Recorded data
━━━━━━━━━━━━━━━━━━━━━━━━━━━━━━

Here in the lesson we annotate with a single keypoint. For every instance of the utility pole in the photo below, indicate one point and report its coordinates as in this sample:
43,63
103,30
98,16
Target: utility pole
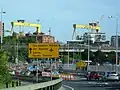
2,12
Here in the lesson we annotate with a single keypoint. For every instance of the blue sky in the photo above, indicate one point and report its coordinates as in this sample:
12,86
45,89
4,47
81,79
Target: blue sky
60,15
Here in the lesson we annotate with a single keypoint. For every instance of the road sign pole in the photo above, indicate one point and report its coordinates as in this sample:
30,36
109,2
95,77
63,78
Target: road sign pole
37,79
51,69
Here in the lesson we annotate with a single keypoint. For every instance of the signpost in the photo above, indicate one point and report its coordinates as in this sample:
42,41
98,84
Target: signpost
43,50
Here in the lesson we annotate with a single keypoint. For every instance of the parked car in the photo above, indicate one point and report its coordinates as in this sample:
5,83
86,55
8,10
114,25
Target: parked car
111,76
93,75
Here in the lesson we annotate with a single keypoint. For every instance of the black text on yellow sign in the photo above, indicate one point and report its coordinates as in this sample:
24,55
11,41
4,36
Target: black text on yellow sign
43,50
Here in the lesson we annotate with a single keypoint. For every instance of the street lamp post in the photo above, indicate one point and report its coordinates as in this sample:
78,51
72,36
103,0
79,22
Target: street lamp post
116,18
88,48
2,12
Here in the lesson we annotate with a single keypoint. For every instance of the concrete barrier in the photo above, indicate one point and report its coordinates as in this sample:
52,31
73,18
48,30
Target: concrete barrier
50,85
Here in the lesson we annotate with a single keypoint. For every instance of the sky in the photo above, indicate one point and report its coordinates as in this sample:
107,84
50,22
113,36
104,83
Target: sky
60,15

━━━━━━━━━━━━━━━━━━━━━━━━━━━━━━

The answer should be an exact copy of the lines from the one containing "of the parked" through the last line of the entries, both included.

Here in the lesson we annotate with a single keypoint. For every instance of the parked car in the photo above, indicate one point and report its coordinates as in this sample:
5,83
86,55
8,10
114,25
Target: parked car
111,76
93,75
Here in the lesson we annotate with a single keypoint. For every instance of the black text on yellow sign in the photo above, indicate one point and report its coordinates as in this sample:
24,55
11,41
4,36
Target: black text on yellow sign
43,50
Here in the lesson we annotate with a single keypoint. For every instance of the street lamp post in the photo above, indicate one point and report its coordinates as in this sample:
78,51
72,36
103,0
79,22
Target: street lamp post
116,18
88,48
2,12
Here in the lesson we annotate with a single keypoint. For every instance of the concrete barrier in the photo above, indicate one point and report its coordinates as in this sample:
52,31
73,18
48,30
Target: concrete barrier
50,85
Here in the lesson we annotate with a single keypoint. For every instance of the sky in the photo above, indicate one point and report its coordinates as in this sample:
107,84
50,22
113,36
104,83
Target: sky
60,15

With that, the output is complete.